> **Tasks**
A: In the text about the Balinese girl and her dogs, what is the name of the dog her father brought to the hospital?
B: Continue the story about the Balinese girl and her dogs, starting after its final sentence.

> **Source document**
────────────────
Agung Dewi Laina Pertini sees her dogs as an inseparable part of her life. Her family lives together with 29 street dogs in their small house in Mas village, Ubud district, Gianyar, Bali.
The 12-year-old girl who is dearly called Gung Dewi believes that she was once saved by a dog brought to her by her father.

The story began in 2015 when she suffered from food poisoning after eating expired bread she bought from a food stall. She fell unconscious for two days and was treated at a hospital in Gianyar for two weeks. Gung Dewi was even too weak to eat and drink.

One day, her father Oka Yasna saw a small black dog on the street in Bitra village on his way to the hospital. He picked the stray dog to be given to her daughter. At the hospital, the little girl was more than happy to see the lovely present. Quickly after that, she vomited three times, sat down, smiled and hugged the dog.

“The next day, she asked to go home. She said she felt fit and had recovered, and wanted to take care of her new pet, where the doctor had approved her request,” Oka said.
Since then, Gung Dewi and her parents believe that the dog, named Salem, was her savior, and is now part of her life.
────────────────
> **Dataset records**
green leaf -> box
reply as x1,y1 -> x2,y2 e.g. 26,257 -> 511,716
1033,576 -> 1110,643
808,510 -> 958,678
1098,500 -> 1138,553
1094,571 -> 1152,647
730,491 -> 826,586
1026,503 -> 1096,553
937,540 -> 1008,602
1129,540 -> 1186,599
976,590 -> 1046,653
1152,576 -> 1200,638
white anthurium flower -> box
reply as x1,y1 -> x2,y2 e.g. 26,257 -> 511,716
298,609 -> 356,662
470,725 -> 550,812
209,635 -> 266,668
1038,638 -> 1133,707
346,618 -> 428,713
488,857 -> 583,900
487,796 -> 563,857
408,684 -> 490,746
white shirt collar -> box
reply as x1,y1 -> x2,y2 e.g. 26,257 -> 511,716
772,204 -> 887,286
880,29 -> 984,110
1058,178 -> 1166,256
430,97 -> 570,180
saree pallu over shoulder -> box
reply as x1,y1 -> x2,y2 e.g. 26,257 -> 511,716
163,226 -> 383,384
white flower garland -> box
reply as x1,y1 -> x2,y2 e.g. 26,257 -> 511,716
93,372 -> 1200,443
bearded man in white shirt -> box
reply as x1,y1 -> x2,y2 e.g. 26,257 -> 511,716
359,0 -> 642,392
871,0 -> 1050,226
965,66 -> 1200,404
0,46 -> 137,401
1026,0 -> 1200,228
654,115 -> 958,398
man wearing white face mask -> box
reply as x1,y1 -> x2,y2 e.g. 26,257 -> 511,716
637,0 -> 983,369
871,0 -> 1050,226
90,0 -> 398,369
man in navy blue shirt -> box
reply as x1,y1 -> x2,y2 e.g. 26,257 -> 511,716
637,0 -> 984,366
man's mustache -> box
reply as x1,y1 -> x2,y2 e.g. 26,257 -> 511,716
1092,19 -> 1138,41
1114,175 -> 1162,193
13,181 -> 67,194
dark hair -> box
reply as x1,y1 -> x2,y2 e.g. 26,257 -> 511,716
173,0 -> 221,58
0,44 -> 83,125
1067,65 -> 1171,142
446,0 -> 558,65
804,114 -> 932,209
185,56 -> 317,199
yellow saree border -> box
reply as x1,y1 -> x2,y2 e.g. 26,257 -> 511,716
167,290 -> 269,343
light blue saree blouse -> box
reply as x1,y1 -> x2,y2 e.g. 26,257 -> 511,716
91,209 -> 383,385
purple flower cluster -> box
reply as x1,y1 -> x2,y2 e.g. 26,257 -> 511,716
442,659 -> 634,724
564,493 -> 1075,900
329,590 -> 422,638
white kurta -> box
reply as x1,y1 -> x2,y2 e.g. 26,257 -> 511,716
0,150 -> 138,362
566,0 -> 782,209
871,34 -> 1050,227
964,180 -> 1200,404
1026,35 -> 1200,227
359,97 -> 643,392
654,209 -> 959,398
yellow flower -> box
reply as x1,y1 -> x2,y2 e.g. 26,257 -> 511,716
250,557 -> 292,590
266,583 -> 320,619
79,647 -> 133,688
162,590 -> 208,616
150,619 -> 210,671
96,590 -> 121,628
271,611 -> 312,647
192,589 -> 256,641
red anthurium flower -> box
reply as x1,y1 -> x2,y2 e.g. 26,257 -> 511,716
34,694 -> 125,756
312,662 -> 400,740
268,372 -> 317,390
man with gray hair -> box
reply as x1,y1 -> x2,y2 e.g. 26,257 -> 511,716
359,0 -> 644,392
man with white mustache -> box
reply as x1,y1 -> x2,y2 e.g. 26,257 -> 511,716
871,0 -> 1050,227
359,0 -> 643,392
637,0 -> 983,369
────────────────
> **Answers to the problems**
A: Salem

B:
In 2015, a number of officers from the Gianyar Animal Husbandry Office came to their house, intending to put down their dogs for fear that they might be infected with rabies.

“I opposed the action, telling them that they had been vaccinated. I also showed the inspection records all of the dogs. Our family have strived to protect these dogs,” Oka said.

He said they did not want their daughter to be sad and sick again from seeing the harsh treatment of the dogs.
Dogs are an important part of the Balinese culture. The dog is denoted as a symbol of Tyaga, meaning bhakti, or devotion with unconditional and sincere love.

Gung Dewi may still be young, but she already knows what she wants to do in the future.
“I don’t like seeing people killing dogs. I want to be a policewoman, so I can punish those who do,” she said.